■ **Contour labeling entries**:
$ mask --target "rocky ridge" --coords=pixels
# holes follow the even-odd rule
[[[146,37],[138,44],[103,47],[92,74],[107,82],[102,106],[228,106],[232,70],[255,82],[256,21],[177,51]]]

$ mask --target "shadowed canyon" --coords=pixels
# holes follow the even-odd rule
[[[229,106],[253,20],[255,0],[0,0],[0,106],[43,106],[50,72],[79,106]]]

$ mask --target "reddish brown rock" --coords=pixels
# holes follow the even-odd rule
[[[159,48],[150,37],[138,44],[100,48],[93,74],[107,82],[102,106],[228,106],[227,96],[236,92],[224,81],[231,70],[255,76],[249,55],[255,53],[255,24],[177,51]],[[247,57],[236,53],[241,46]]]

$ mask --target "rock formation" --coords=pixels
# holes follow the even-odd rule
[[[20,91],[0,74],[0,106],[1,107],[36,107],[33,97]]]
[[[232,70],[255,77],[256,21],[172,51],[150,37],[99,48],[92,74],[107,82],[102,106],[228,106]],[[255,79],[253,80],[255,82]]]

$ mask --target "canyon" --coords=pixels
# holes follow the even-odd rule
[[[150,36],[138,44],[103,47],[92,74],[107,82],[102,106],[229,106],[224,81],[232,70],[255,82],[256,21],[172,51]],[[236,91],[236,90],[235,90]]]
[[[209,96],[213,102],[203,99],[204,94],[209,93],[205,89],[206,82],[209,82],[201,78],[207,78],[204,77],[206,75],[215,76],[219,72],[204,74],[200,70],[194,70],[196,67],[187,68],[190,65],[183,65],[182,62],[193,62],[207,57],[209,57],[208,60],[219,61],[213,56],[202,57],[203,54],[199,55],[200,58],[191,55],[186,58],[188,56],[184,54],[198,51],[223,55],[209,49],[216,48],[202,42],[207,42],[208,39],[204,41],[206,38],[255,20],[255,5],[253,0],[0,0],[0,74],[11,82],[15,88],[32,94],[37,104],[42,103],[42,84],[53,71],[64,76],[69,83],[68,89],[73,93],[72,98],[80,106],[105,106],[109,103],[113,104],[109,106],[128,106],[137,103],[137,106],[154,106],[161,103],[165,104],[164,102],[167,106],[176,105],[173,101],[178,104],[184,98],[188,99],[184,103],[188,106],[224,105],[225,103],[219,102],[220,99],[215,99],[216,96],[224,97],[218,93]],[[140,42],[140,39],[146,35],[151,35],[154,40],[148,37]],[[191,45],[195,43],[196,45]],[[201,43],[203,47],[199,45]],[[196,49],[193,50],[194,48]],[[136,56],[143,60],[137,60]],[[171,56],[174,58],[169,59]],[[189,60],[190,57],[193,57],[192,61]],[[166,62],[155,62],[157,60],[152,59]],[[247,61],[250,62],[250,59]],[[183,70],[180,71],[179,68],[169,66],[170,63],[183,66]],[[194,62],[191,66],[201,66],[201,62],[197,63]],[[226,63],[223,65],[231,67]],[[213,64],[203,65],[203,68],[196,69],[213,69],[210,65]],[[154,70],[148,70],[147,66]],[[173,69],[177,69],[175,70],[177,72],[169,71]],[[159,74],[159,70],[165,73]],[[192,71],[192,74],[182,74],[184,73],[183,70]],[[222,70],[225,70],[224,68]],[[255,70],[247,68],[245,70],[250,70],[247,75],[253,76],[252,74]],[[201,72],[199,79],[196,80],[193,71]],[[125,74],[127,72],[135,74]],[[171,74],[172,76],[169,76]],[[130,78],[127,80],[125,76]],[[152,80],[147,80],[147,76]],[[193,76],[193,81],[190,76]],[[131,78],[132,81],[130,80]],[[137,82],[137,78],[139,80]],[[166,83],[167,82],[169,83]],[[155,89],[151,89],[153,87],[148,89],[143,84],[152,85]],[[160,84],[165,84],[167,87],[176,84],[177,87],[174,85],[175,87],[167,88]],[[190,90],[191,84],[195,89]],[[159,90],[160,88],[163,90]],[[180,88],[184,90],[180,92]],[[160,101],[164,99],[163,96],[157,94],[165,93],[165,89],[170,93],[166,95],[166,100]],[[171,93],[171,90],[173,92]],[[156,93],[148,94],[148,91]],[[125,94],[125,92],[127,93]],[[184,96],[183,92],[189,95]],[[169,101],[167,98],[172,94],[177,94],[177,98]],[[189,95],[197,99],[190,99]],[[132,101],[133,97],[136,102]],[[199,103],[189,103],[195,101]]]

■ **WORK TO DO**: Reproduce every record, matching each line exactly.

■ **SOLUTION FOR THIS TASK**:
$ mask --target "rocky ridge" --coords=pixels
# holes follow the even-odd rule
[[[146,37],[138,44],[103,47],[92,74],[107,82],[102,106],[228,106],[232,70],[255,82],[256,21],[177,51]]]

$ mask --target "shadowed canyon" --coords=pixels
# holes follow the even-odd rule
[[[229,106],[253,20],[255,0],[0,0],[0,106],[43,106],[50,72],[79,106]]]

$ mask --target "reddish brown rock" --coords=pixels
# holes follow the even-odd rule
[[[159,48],[150,37],[138,44],[100,48],[93,74],[107,82],[102,106],[228,106],[227,96],[236,92],[224,81],[231,70],[255,76],[249,55],[255,53],[255,24],[177,51]],[[247,57],[236,53],[241,46]]]

$ mask --target "rock formation" --coords=pixels
# holes follow the even-odd rule
[[[20,91],[0,74],[0,106],[1,107],[36,107],[33,97]]]
[[[232,70],[255,77],[256,21],[172,51],[150,37],[99,48],[92,74],[107,82],[102,106],[228,106]],[[255,79],[253,80],[255,82]]]

$ mask --target "canyon" --coords=pixels
# holes follow the even-odd rule
[[[150,36],[138,44],[103,47],[92,74],[107,82],[102,106],[229,106],[224,81],[232,70],[255,82],[256,21],[172,51]],[[236,91],[236,90],[235,90]]]
[[[209,96],[213,102],[203,99],[204,94],[209,93],[205,89],[206,82],[209,82],[201,78],[207,78],[204,77],[206,75],[215,76],[219,72],[204,74],[200,70],[194,70],[196,67],[187,68],[190,65],[183,65],[182,62],[193,62],[207,57],[209,57],[208,60],[219,61],[213,56],[202,57],[203,54],[199,55],[200,58],[191,55],[186,58],[188,56],[184,54],[198,51],[223,55],[209,49],[216,48],[202,42],[207,42],[208,39],[204,41],[206,38],[255,20],[255,5],[253,0],[0,0],[0,74],[11,82],[15,88],[32,94],[37,104],[42,103],[42,84],[53,71],[64,76],[69,83],[68,89],[73,93],[72,98],[80,106],[105,106],[109,103],[113,104],[109,106],[128,106],[137,103],[137,106],[154,106],[161,103],[165,104],[164,102],[167,106],[176,105],[173,101],[178,104],[184,98],[188,99],[184,103],[188,106],[224,105],[225,103],[219,102],[220,99],[215,99],[216,96],[224,97],[218,93]],[[140,42],[140,39],[146,35],[151,35],[154,40],[148,37]],[[191,45],[195,43],[196,45]],[[201,43],[203,47],[199,45]],[[196,49],[193,50],[194,48]],[[136,56],[143,60],[137,60]],[[171,56],[174,58],[169,59]],[[189,60],[190,57],[193,57],[192,61]],[[166,62],[155,62],[157,60],[152,59]],[[247,61],[250,62],[250,59]],[[183,70],[180,71],[179,68],[169,66],[170,63],[183,66]],[[194,62],[191,66],[201,66],[201,62],[197,63]],[[226,63],[223,65],[231,67]],[[213,64],[203,65],[203,68],[196,69],[213,69],[210,65]],[[154,70],[148,70],[147,66]],[[173,69],[177,69],[175,70],[177,72],[169,71]],[[159,74],[159,70],[165,73]],[[192,71],[192,74],[182,74],[184,73],[183,70]],[[222,70],[225,70],[224,68]],[[255,70],[247,68],[245,70],[250,70],[247,75],[253,76],[252,74]],[[201,72],[199,79],[196,80],[193,71]],[[125,74],[127,72],[135,74]],[[171,74],[172,76],[169,76]],[[130,78],[127,80],[125,76]],[[152,80],[147,80],[147,76]],[[193,76],[193,81],[190,76]],[[131,78],[132,81],[130,80]],[[137,82],[137,78],[139,80]],[[166,83],[167,82],[169,83]],[[155,89],[151,89],[153,87],[148,89],[143,84],[152,85]],[[160,84],[165,84],[167,87],[176,84],[177,87],[174,85],[175,87],[167,88]],[[190,90],[191,84],[195,89]],[[159,90],[160,88],[163,90]],[[180,88],[184,90],[180,92]],[[160,101],[164,99],[163,96],[157,94],[165,93],[165,89],[170,93],[166,95],[166,100]],[[171,93],[171,90],[173,92]],[[156,93],[148,94],[148,91]],[[125,94],[125,92],[127,93]],[[184,96],[183,92],[189,95]],[[169,101],[167,98],[172,94],[177,94],[177,98]],[[189,95],[197,99],[190,99]],[[132,101],[133,97],[136,102]],[[199,103],[189,103],[195,101]]]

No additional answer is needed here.